• Dataset extract:
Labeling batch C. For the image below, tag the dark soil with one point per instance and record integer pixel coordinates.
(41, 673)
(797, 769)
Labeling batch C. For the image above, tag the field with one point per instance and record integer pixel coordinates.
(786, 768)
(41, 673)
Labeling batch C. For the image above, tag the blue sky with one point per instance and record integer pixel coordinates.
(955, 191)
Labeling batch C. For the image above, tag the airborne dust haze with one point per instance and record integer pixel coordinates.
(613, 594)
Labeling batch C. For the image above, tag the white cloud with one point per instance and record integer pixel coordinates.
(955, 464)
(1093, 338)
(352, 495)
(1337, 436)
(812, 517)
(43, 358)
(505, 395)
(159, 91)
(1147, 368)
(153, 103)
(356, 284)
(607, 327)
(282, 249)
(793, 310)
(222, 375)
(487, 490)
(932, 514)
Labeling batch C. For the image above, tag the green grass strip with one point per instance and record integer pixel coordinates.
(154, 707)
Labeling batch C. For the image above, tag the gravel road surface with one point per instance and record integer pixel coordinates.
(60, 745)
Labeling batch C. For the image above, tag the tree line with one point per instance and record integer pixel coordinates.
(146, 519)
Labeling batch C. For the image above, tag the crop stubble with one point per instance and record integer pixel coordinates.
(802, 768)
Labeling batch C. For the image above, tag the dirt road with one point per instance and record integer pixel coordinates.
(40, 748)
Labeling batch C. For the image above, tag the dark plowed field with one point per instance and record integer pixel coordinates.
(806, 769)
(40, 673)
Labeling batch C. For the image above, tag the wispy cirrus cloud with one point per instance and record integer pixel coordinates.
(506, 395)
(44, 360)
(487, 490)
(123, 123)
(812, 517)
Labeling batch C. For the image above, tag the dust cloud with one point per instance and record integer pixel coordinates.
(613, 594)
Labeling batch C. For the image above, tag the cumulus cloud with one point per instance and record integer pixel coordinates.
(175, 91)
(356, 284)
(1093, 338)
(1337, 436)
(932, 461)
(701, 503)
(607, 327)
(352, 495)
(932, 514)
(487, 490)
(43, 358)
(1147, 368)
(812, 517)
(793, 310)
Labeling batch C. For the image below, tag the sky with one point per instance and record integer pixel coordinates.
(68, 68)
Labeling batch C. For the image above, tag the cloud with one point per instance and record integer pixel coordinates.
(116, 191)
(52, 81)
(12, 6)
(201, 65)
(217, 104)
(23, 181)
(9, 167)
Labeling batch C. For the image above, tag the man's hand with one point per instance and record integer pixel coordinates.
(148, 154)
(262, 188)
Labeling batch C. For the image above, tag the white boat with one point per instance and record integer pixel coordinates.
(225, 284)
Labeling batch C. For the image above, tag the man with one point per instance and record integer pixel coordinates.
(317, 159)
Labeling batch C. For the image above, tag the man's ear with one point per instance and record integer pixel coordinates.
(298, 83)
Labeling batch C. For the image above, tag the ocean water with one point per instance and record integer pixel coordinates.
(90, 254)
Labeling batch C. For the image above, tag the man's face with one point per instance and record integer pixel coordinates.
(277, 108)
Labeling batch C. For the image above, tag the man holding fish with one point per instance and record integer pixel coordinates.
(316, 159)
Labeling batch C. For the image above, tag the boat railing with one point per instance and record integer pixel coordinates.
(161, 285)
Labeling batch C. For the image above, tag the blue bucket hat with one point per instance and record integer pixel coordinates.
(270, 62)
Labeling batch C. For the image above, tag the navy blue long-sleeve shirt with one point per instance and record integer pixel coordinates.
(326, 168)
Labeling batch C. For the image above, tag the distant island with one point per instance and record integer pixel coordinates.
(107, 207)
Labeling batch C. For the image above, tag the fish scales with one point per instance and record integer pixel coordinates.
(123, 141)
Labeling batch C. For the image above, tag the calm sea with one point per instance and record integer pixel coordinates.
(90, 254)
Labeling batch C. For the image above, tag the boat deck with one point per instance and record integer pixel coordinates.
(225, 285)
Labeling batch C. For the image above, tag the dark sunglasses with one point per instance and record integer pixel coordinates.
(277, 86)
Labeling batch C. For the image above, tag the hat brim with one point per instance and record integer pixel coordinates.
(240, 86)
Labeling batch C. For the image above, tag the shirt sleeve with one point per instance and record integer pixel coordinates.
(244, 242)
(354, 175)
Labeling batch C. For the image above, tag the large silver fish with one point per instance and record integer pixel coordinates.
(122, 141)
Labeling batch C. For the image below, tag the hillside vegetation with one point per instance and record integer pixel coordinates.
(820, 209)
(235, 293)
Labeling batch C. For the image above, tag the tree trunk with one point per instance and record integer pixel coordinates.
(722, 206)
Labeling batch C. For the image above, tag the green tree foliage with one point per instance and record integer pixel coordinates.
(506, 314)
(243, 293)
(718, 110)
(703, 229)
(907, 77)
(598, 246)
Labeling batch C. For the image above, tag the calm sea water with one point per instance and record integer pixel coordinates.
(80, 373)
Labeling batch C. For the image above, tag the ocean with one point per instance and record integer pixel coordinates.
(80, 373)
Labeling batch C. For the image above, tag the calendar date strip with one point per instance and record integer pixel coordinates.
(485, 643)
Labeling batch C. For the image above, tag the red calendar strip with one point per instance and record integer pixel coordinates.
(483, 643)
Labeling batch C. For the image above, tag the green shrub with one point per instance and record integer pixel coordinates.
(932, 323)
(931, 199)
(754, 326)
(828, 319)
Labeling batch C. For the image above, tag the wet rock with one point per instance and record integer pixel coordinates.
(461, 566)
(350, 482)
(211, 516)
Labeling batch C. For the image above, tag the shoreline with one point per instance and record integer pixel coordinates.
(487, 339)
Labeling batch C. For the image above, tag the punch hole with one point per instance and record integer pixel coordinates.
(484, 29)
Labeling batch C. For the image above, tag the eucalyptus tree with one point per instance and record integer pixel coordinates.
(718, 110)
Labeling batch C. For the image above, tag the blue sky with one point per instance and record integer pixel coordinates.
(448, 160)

• Problem statement:
Please reproduce everything from the line containing "calm sea water" down to the end of the material, requests included, with each coordinate in the answers multiplied by 0.35 and rounded to a whole number, halves rounded up. Return only those lines.

• Written reply:
Labeling batch C. For the image above, tag the calm sea water with one point per instance and record integer pixel coordinates.
(28, 131)
Labeling batch C. For the image above, tag the ocean with one point per instance and record integer pixel coordinates.
(28, 131)
Labeling batch C. For the image above, tag the calendar date strip with one point per instance and record integer pixel coordinates.
(170, 225)
Labeling batch C. For the image above, tag the red calendar strip with one point per instance and record integer pixel coordinates.
(169, 225)
Labeling batch C. For the image above, tag the green shrub with one point per instance and record integer pixel coordinates.
(326, 113)
(326, 70)
(264, 114)
(290, 112)
Labeling batch C. For the image above, tag the wet rock with one point per instance and record integer pixel coordinates.
(161, 198)
(123, 169)
(74, 181)
Labeling batch C. For the image above, tag the shoreline with one point per instance and record integer pixel coordinates.
(170, 119)
Labeling batch C. For the image above, tag the punch hole with one point per instance and record integer pixel coordinates.
(169, 10)
Labeling batch C. For the image above, tag the eucalyptus tree with one point per instance and record integer pixel coordinates.
(251, 39)
Labeling batch C. For the image above, tag the blue sky with one point per instance and record integer pixel coordinates.
(157, 56)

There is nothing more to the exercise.